> **READING TEXT**

Cardamomginger-'And why this sodding obsession with VB?' THIS. THIS THIS THIS is what drives me so crazy.
I was told that the disastrous birth I had was preferable to a c-section because I had 'avoided surgery'. Well, I disagree on two counts to that statement. I didn't 'avoid surgery' as they spent an hour stitching me back together while I spilled blood like nobody's business. And 2 years on I have fecal incontinence, rectocele, rectal prolapse, PTSD, I have lost track of the tests I've had done and specialists I have seen. Plus! It looks like I will have had THREE corrective surgeries because of their wretched insistence on VB.
Why do they do this? I wish I could drag these MW and doctors to this forum and make them look at the reality of their decision making.
Whoa. Turns out I had a bit to say about that!
I like what you have to say.
When I confronted my MW about her massive mismanagement of my labour and birth (6 months postpartum, when the extent of the damage was just becoming obvious) her best defense was... (drum roll)... "I wanted to spare you a scar on your uterus".
Fuck me sideways. I'm feeling a bit emotional today (have had kind of a shit couple of days) and if she was in front of me right now, I'd have to scream at her that her ridiculous agenda, five years later, is going to result in me having a scar on my belly and guess what, you old cow, no fucking uterus AT ALL!!!
Agh. Sorry. Having a hard day.
I made the mistake of browsing Active Convos and there's a thread in AIBU titled "Competitive Births". The OP was very upset because she'd had shit births herself and a friend of hers had sneezed out a baby (how lovely for her, honestly) but then started lecturing the OP saying that if she (the OP) had only done XYZ, she could have had lovely births herself.
I know that's a pile of shite. But it hits that nerve, that one that rears its ugly head and asks if I could have done better. If I could have done something different. If I had only held out longer, and refused the epidural. If only, if only, if fucking only.
I thought I'd worked through this, I really did... but right now I'm hurting all over again, wondering how much is my fault, and if any of this could have been avoided.

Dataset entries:
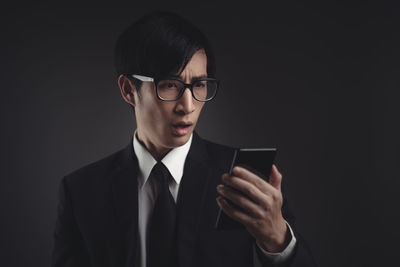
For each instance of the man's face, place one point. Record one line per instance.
(163, 125)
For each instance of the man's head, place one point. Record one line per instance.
(160, 45)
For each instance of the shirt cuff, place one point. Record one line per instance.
(285, 254)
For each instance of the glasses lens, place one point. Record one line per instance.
(169, 89)
(205, 89)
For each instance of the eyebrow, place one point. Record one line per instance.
(193, 78)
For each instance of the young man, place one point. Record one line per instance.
(155, 202)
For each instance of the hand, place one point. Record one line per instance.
(261, 204)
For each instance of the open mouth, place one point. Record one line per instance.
(182, 128)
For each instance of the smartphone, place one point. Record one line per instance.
(256, 160)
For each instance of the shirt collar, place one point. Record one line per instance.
(174, 160)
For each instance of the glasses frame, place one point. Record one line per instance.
(185, 85)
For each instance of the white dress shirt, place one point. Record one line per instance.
(174, 160)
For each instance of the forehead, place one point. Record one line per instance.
(196, 67)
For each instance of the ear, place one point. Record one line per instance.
(127, 89)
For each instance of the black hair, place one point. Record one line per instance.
(160, 44)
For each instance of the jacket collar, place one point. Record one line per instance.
(190, 197)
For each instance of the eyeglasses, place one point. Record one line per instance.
(171, 89)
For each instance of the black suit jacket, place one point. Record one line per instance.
(97, 219)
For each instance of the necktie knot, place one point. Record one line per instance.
(161, 173)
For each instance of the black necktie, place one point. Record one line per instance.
(162, 242)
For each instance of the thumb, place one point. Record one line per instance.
(275, 179)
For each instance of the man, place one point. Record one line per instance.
(155, 202)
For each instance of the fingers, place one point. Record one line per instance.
(258, 181)
(232, 212)
(245, 187)
(275, 179)
(241, 201)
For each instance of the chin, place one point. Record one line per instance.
(179, 140)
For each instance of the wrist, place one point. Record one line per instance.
(278, 242)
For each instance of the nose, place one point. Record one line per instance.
(185, 104)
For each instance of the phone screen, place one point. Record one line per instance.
(256, 160)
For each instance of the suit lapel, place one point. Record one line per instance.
(192, 192)
(125, 197)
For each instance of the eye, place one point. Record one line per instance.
(199, 84)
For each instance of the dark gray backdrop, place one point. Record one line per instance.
(319, 82)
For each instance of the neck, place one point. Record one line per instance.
(156, 152)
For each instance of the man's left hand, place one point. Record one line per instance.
(261, 204)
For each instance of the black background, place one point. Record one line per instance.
(317, 81)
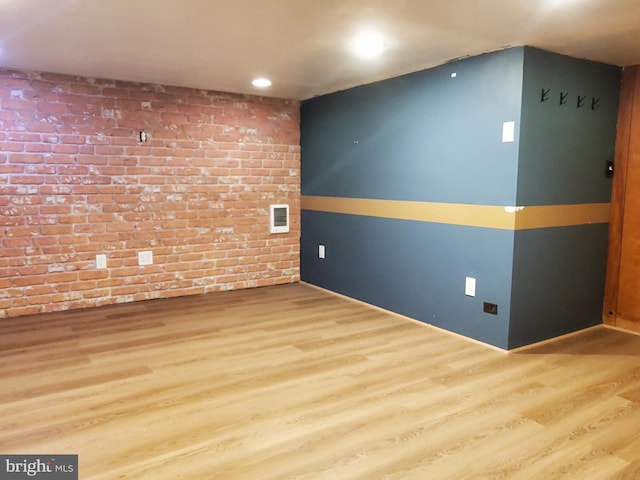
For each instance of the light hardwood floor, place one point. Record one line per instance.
(291, 382)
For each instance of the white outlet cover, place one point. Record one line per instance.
(470, 287)
(508, 132)
(145, 258)
(101, 261)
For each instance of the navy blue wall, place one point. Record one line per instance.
(416, 269)
(564, 149)
(429, 137)
(559, 273)
(434, 137)
(424, 136)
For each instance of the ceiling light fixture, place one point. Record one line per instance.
(261, 82)
(368, 44)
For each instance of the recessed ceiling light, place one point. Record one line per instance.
(261, 82)
(368, 44)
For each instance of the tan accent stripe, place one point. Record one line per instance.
(487, 216)
(562, 215)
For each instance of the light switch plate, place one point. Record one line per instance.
(470, 287)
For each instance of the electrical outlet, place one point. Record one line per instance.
(145, 258)
(491, 308)
(101, 261)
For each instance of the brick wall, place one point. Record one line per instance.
(76, 181)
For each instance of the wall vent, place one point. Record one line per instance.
(279, 218)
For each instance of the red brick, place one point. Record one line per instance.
(97, 189)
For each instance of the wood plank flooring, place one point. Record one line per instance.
(291, 382)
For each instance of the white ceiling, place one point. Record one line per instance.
(301, 45)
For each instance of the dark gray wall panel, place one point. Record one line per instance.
(564, 149)
(414, 268)
(558, 282)
(424, 136)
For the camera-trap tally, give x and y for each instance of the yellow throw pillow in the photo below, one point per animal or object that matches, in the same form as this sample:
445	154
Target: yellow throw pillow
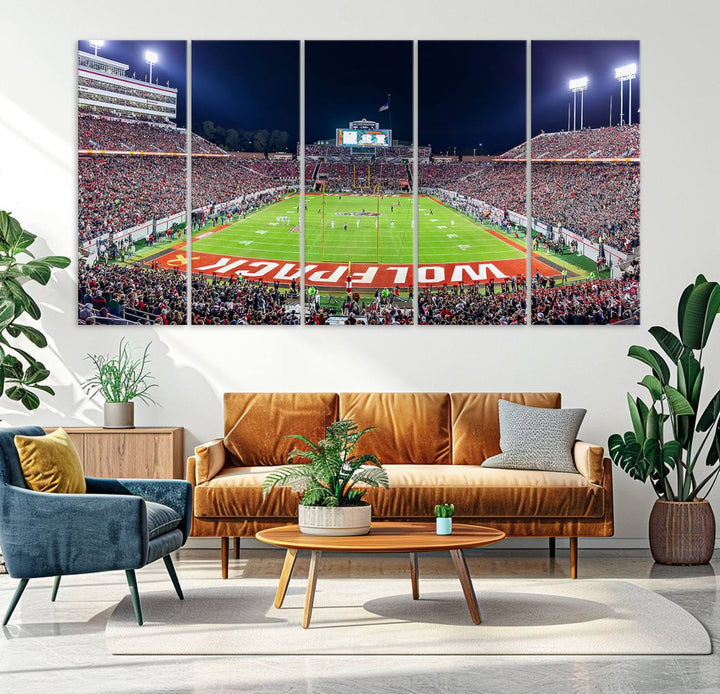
51	463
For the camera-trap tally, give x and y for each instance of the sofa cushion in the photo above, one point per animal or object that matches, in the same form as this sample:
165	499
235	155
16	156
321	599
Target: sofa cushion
536	438
257	424
477	492
161	519
476	422
411	428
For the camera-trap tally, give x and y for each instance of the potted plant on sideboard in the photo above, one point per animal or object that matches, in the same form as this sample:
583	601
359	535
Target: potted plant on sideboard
674	442
121	379
331	502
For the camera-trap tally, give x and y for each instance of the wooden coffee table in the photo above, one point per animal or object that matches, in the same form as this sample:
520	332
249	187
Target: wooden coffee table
386	538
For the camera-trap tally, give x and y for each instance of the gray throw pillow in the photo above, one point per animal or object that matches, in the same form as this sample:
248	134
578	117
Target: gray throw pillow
536	438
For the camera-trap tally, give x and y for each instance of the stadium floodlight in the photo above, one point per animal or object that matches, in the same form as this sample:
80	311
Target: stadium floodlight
151	57
578	85
626	73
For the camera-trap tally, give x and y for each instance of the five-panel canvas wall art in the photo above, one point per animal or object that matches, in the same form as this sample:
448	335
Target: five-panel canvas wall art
387	183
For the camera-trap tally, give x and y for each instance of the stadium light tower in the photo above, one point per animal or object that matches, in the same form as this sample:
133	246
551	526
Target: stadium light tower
151	57
578	85
626	73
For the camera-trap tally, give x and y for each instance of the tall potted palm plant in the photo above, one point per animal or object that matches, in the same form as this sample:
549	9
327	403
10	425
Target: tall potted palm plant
333	482
674	442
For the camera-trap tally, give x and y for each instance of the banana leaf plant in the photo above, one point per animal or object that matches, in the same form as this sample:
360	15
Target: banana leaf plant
21	373
674	443
331	476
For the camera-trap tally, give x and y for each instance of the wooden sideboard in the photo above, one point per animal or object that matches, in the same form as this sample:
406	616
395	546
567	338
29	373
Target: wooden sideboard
143	452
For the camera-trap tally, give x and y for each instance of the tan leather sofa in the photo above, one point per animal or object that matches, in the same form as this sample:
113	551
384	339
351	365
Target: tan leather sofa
433	446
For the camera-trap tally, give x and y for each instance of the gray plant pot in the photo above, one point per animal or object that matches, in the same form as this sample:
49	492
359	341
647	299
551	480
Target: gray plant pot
119	415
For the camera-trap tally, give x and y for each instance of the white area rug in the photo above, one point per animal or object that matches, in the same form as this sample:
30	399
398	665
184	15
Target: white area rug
378	616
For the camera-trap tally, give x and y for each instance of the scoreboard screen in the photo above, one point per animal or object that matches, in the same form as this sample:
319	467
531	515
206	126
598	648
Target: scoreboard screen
363	138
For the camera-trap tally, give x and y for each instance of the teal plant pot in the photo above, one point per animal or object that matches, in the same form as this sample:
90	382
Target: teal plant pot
443	526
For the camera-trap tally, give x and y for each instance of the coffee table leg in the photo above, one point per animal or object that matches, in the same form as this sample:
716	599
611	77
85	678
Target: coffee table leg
414	575
288	566
466	582
312	582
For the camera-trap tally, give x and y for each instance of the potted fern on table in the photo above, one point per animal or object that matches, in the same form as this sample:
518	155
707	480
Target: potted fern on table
333	482
675	443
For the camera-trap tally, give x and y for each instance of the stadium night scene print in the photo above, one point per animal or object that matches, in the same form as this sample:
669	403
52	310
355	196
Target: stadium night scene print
480	261
359	236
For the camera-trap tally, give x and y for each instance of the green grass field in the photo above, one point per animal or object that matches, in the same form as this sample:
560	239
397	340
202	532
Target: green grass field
445	235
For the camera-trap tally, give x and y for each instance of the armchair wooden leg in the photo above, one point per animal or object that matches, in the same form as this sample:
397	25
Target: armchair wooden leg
56	585
15	599
224	552
132	582
573	557
173	576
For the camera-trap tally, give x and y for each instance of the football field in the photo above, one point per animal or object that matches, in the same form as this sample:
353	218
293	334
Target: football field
350	233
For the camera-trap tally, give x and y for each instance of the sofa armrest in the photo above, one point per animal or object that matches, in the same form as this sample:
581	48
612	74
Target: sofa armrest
209	460
177	494
47	534
588	460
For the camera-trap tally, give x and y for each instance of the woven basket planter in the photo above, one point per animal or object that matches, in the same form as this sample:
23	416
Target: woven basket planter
682	532
335	520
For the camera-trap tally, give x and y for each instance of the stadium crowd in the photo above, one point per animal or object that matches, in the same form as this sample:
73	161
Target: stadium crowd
117	193
120	293
124	135
595	302
241	302
611	142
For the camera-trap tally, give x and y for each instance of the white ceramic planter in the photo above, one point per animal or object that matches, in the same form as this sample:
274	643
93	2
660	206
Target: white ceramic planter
335	520
119	415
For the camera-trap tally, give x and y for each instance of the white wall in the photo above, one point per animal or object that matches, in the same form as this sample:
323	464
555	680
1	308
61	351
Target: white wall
680	55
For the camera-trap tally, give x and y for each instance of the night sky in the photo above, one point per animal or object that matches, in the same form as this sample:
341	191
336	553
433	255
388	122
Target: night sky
555	63
350	80
471	94
247	84
170	66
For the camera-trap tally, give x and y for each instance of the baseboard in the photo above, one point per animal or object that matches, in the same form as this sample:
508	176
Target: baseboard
511	543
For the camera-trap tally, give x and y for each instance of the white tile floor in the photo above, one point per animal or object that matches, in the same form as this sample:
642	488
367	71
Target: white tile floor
60	647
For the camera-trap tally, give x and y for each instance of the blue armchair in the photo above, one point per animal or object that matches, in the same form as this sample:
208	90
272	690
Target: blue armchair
117	524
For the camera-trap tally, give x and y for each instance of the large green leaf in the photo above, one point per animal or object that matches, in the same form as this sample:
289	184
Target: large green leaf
7	313
711	413
638	421
678	402
653	385
653	360
58	261
37	270
670	344
699	313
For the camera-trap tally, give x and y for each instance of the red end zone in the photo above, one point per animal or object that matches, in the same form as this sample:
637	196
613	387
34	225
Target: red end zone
370	275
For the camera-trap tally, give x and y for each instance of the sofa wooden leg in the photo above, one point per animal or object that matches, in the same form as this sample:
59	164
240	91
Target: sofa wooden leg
573	557
224	552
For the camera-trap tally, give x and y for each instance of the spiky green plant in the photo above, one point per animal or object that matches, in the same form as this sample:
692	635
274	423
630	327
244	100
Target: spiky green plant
123	377
331	476
444	510
650	451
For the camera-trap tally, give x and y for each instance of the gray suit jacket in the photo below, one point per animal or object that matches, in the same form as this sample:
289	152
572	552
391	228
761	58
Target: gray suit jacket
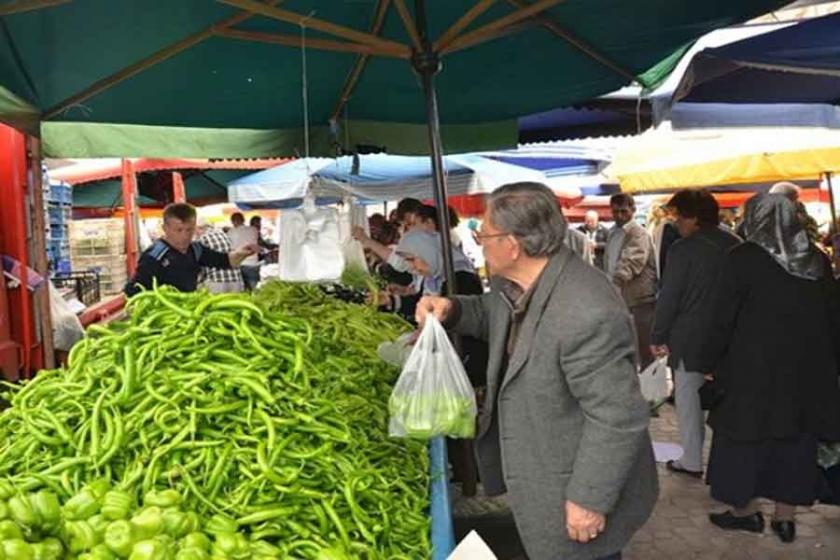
686	302
571	421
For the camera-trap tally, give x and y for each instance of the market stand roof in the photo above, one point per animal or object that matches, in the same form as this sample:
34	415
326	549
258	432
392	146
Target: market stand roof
112	78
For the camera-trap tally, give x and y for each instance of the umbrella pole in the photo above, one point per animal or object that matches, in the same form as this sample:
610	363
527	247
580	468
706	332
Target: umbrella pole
427	64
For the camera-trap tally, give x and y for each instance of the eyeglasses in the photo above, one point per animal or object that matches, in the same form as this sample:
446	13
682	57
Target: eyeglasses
480	237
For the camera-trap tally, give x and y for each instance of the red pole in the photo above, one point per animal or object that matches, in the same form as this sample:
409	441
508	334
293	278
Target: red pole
179	193
129	191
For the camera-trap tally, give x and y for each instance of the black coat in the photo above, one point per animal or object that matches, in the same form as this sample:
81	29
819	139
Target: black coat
773	346
688	288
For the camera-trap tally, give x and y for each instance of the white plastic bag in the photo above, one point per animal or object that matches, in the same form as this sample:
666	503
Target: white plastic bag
654	381
67	329
433	395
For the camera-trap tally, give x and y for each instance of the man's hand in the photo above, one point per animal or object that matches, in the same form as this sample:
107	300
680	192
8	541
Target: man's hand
582	524
660	350
439	307
236	257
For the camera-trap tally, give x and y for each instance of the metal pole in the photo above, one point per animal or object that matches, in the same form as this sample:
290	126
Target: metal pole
427	64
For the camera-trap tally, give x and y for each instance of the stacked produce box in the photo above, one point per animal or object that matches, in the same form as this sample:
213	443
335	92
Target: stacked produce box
99	245
58	207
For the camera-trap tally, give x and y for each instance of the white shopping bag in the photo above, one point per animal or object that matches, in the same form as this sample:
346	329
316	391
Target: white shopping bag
433	395
654	381
472	547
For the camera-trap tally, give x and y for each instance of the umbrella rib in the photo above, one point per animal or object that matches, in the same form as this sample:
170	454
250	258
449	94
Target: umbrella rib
318	24
463	22
19	6
579	44
408	23
159	56
321	44
499	27
361	61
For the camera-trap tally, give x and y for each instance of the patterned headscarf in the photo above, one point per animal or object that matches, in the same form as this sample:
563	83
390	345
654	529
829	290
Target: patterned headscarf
771	222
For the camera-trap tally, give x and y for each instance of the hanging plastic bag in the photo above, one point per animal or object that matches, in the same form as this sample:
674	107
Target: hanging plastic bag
433	395
654	381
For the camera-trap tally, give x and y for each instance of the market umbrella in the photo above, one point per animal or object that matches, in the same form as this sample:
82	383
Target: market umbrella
83	66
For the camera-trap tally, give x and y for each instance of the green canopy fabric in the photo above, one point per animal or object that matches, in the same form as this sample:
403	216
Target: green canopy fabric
228	80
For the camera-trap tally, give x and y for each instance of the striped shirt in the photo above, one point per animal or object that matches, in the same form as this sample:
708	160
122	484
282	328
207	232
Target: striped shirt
218	240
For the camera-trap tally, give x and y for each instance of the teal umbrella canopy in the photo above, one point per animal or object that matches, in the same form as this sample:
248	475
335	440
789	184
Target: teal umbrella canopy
160	78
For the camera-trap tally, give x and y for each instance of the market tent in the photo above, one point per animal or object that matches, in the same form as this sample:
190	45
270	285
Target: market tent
664	159
156	77
796	64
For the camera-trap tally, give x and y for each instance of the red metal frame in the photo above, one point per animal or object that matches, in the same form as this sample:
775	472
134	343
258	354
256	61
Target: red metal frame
14	241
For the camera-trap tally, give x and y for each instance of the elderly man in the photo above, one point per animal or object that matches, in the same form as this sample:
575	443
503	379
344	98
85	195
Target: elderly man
564	427
631	264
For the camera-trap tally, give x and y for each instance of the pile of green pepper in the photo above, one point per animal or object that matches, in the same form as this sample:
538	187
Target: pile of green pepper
264	418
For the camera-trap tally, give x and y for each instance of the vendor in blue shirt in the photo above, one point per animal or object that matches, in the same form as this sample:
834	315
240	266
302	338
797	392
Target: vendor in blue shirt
175	259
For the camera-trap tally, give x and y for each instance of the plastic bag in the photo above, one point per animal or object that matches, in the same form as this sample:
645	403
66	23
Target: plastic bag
67	329
433	395
654	381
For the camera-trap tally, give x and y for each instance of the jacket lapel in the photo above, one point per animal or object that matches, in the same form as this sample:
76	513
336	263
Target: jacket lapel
534	314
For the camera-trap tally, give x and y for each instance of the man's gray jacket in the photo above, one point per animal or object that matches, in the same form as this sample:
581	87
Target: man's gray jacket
568	421
686	302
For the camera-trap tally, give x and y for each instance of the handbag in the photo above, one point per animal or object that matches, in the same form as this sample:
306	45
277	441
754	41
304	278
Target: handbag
711	394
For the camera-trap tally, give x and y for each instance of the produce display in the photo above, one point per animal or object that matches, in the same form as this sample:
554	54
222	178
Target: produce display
214	427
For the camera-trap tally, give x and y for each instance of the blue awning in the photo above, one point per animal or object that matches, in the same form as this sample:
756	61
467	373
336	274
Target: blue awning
796	64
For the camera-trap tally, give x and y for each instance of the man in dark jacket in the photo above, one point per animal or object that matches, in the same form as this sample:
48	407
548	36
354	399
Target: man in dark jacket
683	316
564	426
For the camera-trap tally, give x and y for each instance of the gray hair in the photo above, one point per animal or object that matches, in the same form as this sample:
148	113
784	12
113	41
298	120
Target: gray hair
530	213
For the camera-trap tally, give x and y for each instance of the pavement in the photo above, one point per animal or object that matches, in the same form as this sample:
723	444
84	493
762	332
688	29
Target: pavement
679	527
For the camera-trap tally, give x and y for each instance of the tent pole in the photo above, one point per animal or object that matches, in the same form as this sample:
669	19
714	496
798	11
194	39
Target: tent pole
427	64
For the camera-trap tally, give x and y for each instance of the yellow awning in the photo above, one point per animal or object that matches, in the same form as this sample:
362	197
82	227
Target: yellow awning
664	159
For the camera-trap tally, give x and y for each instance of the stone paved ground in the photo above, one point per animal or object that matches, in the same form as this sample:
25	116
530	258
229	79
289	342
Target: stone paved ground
679	527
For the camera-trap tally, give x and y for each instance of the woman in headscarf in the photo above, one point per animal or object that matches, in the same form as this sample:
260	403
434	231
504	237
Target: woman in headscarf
772	351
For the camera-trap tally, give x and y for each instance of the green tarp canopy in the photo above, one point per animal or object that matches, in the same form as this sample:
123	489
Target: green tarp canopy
158	78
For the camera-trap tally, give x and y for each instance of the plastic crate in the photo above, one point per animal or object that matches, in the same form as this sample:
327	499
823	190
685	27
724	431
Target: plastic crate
97	246
98	228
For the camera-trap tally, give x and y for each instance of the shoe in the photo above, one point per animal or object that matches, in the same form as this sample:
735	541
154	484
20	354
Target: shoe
786	530
673	466
727	520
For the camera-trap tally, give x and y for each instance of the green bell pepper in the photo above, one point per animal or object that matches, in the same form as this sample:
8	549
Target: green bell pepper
47	509
162	498
148	522
116	504
119	538
22	512
196	540
18	549
10	530
80	535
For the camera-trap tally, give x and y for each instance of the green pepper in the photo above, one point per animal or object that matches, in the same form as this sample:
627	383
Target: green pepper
116	505
220	524
101	552
10	530
46	507
163	498
18	549
177	523
119	538
196	540
148	522
49	549
22	512
154	549
83	505
80	535
192	553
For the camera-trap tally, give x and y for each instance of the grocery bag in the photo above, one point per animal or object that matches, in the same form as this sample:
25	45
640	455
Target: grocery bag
433	395
654	381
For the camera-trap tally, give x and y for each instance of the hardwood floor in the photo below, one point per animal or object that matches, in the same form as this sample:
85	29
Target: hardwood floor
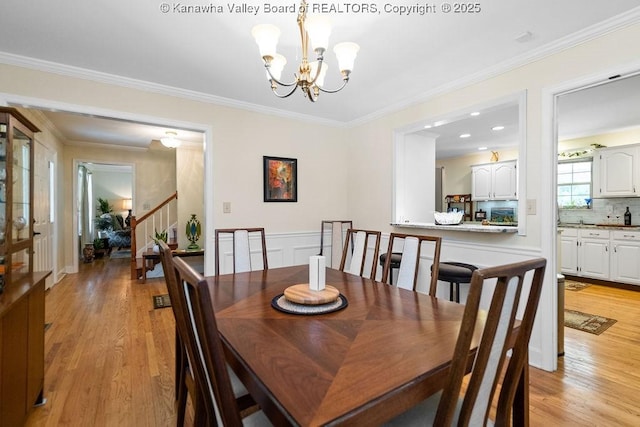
110	355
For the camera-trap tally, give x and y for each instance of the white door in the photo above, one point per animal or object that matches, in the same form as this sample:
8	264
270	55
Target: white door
505	181
481	182
569	255
616	170
43	185
594	258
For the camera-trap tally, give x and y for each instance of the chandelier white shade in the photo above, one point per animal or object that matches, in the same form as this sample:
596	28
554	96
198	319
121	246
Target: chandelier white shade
170	140
310	76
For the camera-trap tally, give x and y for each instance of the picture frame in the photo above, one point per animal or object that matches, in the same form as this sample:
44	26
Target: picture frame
280	179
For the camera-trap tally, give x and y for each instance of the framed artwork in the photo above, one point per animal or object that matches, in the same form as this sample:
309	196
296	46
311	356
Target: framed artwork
280	179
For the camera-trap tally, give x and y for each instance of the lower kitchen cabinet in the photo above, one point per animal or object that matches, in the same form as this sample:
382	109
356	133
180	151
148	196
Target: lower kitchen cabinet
593	253
612	255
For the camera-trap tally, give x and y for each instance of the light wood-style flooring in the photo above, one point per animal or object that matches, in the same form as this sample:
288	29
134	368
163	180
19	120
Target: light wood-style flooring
110	355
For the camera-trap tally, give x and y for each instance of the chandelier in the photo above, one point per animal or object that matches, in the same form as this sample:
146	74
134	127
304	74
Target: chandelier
311	75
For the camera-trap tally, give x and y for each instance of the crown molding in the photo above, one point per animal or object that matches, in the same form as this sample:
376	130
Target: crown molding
127	82
623	20
597	30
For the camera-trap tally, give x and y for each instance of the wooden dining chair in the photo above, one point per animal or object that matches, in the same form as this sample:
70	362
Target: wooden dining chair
184	378
241	248
184	382
355	254
410	260
210	370
505	284
337	229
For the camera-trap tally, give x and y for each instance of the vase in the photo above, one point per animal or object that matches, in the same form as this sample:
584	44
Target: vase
88	253
193	230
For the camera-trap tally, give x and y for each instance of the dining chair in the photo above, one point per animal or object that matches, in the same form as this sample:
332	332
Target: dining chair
184	380
355	254
241	248
410	260
505	284
211	373
338	229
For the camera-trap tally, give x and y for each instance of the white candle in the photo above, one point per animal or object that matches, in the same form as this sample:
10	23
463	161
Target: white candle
317	272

> **REQUIRED TASKS**
A - Translate into Spanish this sentence from the forum text about difficult births: "I thought I'd worked through this, I really did... but right now I'm hurting all over again, wondering how much is my fault, and if any of this could have been avoided."
B - Continue the forum text about difficult births, picking up after its final sentence.

> **TASK-BY-TASK RESULTS**
A - Pensé que ya lo había superado, de verdad que sí... pero ahora mismo vuelvo a sufrir como al principio, preguntándome cuánto es culpa mía y si algo de esto se podría haber evitado.

B -
<bangs head on table>
Sorry, spilled a bit more there than I meant to.
<stiffens upper lip>
On a happy note: Cyee's little DD was born via elCS today (March 4, it's still today here) and when she messaged me baby was nursing happily
<wipes away happy tear>
Oh, one more thing:
I was contacted by a journalist via PM last week (I think that's actually a no-no but I didn't want to be a cow and say so, since she'd posted on one of the Ragged threads about her own troubles) asking if anyone on this thread would like to be interviewed for the DM, and talk about any ongoing issues after the kind of birth that landed all of us on this thread.
I declined the interview because she said whoever spoke with her would likely have to consent to being identified by name, and I'm not doing that. I have a very unique name, I am the only one in the world with my name as far as I can tell, and if any potential clients Googled me professionally, my name would come up on top, and I really don't want anyone to click on and find out all about my ragged bits right along with my office address .
If anyone is interested, PM me, I can put you in touch with her.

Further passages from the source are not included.